Problem: Print every one of the rows below again, word for word and unchanged.
====== Data supplied ======
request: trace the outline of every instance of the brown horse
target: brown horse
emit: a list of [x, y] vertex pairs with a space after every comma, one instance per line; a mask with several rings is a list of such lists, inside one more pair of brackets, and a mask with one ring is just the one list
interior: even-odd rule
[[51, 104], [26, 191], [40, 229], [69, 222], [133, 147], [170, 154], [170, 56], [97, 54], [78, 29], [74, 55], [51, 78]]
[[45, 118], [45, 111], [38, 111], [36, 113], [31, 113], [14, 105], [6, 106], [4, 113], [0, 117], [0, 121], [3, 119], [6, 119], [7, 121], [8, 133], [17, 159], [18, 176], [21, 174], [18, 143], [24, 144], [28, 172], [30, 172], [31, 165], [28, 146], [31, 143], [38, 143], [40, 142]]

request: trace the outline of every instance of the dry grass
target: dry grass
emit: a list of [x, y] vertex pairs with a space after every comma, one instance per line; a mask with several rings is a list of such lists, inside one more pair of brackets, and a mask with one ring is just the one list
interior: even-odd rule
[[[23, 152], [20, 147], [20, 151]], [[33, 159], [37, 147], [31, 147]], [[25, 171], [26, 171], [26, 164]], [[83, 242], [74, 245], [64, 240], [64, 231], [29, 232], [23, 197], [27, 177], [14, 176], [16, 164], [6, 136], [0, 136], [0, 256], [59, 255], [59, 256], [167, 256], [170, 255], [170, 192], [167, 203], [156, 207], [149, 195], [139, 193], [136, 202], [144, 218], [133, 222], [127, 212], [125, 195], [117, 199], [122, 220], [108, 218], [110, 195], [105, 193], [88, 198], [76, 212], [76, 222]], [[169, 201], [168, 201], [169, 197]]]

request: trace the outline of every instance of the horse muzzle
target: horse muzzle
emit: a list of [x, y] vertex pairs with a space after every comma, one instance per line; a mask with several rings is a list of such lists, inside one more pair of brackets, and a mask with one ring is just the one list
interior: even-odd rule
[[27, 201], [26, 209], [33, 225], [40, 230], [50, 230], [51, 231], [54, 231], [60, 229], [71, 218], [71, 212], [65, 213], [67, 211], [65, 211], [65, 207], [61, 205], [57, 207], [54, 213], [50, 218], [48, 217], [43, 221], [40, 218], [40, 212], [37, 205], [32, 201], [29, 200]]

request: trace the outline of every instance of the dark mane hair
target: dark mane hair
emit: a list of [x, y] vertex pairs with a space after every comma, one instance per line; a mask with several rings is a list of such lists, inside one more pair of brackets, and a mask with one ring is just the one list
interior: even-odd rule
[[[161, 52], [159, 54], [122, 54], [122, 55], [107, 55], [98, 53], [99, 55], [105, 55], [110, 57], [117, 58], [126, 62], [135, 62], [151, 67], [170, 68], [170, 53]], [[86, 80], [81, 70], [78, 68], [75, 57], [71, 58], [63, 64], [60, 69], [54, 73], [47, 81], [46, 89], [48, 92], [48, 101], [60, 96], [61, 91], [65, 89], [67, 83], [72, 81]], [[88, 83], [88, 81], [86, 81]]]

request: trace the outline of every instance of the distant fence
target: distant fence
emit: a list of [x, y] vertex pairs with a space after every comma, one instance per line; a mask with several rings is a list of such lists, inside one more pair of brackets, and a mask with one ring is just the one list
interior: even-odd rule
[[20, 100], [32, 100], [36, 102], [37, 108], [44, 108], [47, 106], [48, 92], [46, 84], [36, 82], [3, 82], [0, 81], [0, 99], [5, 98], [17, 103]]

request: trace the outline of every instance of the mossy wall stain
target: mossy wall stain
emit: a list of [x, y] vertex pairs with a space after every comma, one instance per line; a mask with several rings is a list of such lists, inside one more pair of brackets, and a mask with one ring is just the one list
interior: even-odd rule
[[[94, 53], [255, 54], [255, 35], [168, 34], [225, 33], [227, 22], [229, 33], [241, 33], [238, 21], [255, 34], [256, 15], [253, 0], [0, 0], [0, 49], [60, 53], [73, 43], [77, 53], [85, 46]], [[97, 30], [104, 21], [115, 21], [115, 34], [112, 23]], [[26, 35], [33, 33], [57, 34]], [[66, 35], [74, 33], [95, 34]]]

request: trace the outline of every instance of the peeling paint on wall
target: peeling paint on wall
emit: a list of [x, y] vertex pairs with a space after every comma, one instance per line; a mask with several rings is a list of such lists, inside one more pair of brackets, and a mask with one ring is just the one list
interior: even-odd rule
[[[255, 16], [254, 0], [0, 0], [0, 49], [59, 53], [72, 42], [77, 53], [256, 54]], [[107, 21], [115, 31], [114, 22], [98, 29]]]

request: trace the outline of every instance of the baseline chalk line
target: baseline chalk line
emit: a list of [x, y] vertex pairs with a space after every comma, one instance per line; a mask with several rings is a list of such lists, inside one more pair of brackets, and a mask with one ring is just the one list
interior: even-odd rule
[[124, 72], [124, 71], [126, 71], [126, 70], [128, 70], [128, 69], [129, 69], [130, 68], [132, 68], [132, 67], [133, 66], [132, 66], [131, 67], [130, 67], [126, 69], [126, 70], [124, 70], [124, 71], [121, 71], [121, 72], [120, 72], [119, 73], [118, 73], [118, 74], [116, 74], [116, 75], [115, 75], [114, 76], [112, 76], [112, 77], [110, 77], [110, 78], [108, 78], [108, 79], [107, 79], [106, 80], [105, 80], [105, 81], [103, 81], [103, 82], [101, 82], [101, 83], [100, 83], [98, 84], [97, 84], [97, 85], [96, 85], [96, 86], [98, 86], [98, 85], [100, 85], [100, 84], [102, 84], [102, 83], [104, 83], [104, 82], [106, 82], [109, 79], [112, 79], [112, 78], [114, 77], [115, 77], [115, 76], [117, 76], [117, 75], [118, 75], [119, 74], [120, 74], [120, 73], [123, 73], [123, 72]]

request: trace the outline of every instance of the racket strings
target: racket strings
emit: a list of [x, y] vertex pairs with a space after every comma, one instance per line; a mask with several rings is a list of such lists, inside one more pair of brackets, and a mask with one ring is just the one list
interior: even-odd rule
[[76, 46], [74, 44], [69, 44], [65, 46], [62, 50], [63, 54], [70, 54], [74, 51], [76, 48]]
======
Written response:
request: trace the outline of every instance of the brown horse
target: brown horse
emit: a list of [x, y] vertex pairs with a space after every comma, one instance per line; a mask with several rings is a list of such lists, inside one more pair of brackets, and a mask with one ring is just the one list
interior: even-odd rule
[[51, 104], [26, 191], [40, 229], [69, 222], [133, 147], [170, 154], [170, 56], [97, 54], [78, 29], [74, 55], [51, 78]]
[[45, 118], [45, 111], [38, 111], [36, 113], [31, 113], [14, 105], [6, 106], [4, 113], [0, 117], [0, 121], [3, 119], [6, 119], [7, 121], [8, 133], [17, 159], [18, 176], [21, 174], [18, 143], [24, 144], [28, 172], [30, 172], [31, 165], [28, 146], [31, 143], [38, 143], [40, 142]]

request: trace the outline of every instance of the dry grass
target: dry grass
emit: a list of [x, y] vertex pairs with a space after every comma, one instance per line; a mask with several rings is a list of such lists, inside one more pair of brackets, and a mask with one ring is just the one list
interior: even-odd rule
[[[23, 152], [20, 147], [20, 151]], [[33, 159], [37, 147], [31, 147]], [[25, 171], [26, 171], [26, 164]], [[83, 242], [74, 245], [64, 240], [64, 231], [29, 232], [23, 197], [27, 177], [14, 176], [16, 164], [6, 136], [0, 136], [0, 256], [59, 255], [59, 256], [167, 256], [170, 255], [170, 192], [167, 203], [156, 207], [149, 195], [139, 193], [136, 202], [144, 218], [133, 222], [127, 212], [125, 195], [117, 199], [122, 220], [108, 218], [110, 195], [105, 193], [88, 198], [76, 212], [76, 222]], [[169, 201], [168, 201], [169, 197]]]

request: trace the outline of every instance of the horse muzzle
target: horse muzzle
emit: a list of [x, y] vertex pairs with a space after every comma, one instance per line; a mask with several rings is a list of such lists, inside one more pair of brackets, and a mask with one ring is just the one list
interior: even-odd rule
[[27, 201], [26, 209], [33, 225], [40, 230], [50, 230], [51, 231], [54, 231], [60, 229], [71, 218], [71, 212], [65, 213], [67, 211], [65, 211], [65, 207], [61, 205], [57, 207], [54, 213], [50, 218], [48, 217], [43, 221], [40, 218], [40, 212], [37, 205], [32, 201], [29, 200]]

request: trace the outline of every instance of the dark mane hair
target: dark mane hair
emit: a list of [x, y] vertex pairs with a space after every comma, one instance per line; a mask with several rings is a list of such lists, inside one more pair of brackets, and a mask with one ring is just the one list
interior: even-odd rule
[[[161, 52], [159, 54], [122, 54], [122, 55], [107, 55], [98, 53], [99, 55], [105, 55], [110, 57], [117, 58], [126, 62], [135, 62], [151, 67], [170, 68], [170, 53]], [[86, 80], [81, 70], [78, 68], [75, 57], [71, 58], [63, 64], [60, 69], [54, 73], [47, 81], [46, 89], [48, 92], [48, 101], [60, 96], [61, 91], [65, 89], [67, 83], [72, 81]], [[88, 83], [88, 81], [86, 81]]]

request: trace the outline of every instance of the distant fence
target: distant fence
emit: a list of [x, y] vertex pairs with a space after every comma, one instance per line; a mask with several rings is a list of such lists, inside one more pair of brackets, and a mask with one ring is just the one list
interior: even-odd rule
[[20, 100], [32, 100], [36, 102], [37, 108], [44, 108], [47, 106], [48, 92], [46, 84], [36, 82], [3, 82], [0, 81], [0, 99], [5, 98], [17, 103]]

request: trace the outline of every instance of the mossy wall stain
target: mossy wall stain
emit: a list of [x, y] vertex pairs with a space after every comma, one instance per line; a mask with several rings is a list of such lists, inside one more pair of brackets, and a mask with one ring is just the one list
interior: even-odd rule
[[[94, 53], [255, 54], [255, 35], [168, 34], [225, 33], [227, 22], [229, 33], [241, 33], [238, 21], [255, 34], [256, 15], [253, 0], [0, 0], [0, 49], [60, 53], [73, 43], [77, 53], [85, 46]], [[97, 30], [104, 21], [115, 21], [115, 34], [112, 23]], [[26, 35], [33, 33], [57, 34]], [[66, 35], [74, 33], [95, 34]]]

request: trace the outline of every instance of the peeling paint on wall
target: peeling paint on wall
emit: a list of [x, y] vertex pairs with a space after every comma, one instance per line; a mask with several rings is a list of such lists, inside one more pair of brackets, and a mask with one ring is just the one list
interior: even-odd rule
[[[255, 16], [254, 0], [0, 0], [0, 49], [59, 53], [72, 42], [77, 53], [256, 54]], [[107, 21], [115, 31], [114, 22], [98, 29]]]

request: trace the outline of every instance of the baseline chalk line
target: baseline chalk line
emit: a list of [x, y] vertex pairs with a space after every comma, one instance per line; a mask with several rings is a list of such lists, inside one more pair of brackets, and a mask with one ring is just the one list
interior: even-odd rule
[[124, 72], [124, 71], [126, 71], [126, 70], [128, 70], [128, 69], [129, 69], [130, 68], [132, 68], [132, 67], [133, 66], [132, 66], [131, 67], [130, 67], [126, 69], [126, 70], [124, 70], [124, 71], [121, 71], [121, 72], [120, 72], [119, 73], [118, 73], [118, 74], [116, 74], [116, 75], [115, 75], [114, 76], [112, 76], [112, 77], [110, 77], [110, 78], [108, 78], [108, 79], [107, 79], [106, 80], [105, 80], [105, 81], [103, 81], [103, 82], [101, 82], [101, 83], [100, 83], [98, 84], [97, 84], [97, 85], [96, 85], [96, 86], [98, 86], [98, 85], [100, 85], [100, 84], [102, 84], [102, 83], [104, 83], [104, 82], [106, 82], [109, 79], [112, 79], [112, 78], [114, 77], [115, 77], [115, 76], [117, 76], [117, 75], [118, 75], [119, 74], [120, 74], [120, 73], [123, 73], [123, 72]]

request: trace the outline of every instance of the racket strings
target: racket strings
emit: a list of [x, y] vertex pairs with a space after every comma, one instance per line; a mask with several rings is a list of such lists, inside one more pair of brackets, and a mask with one ring is just the one list
interior: even-odd rule
[[76, 46], [74, 44], [69, 44], [65, 46], [62, 50], [63, 54], [70, 54], [74, 51], [76, 48]]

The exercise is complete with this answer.